What the task asks
Every line of the entries below that mentions "Phrase" is to be copied out.

Materials provided

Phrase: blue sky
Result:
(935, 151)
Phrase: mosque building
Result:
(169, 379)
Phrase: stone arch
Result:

Written response
Phrase: blue sky
Phrase: mosque building
Phrase: stone arch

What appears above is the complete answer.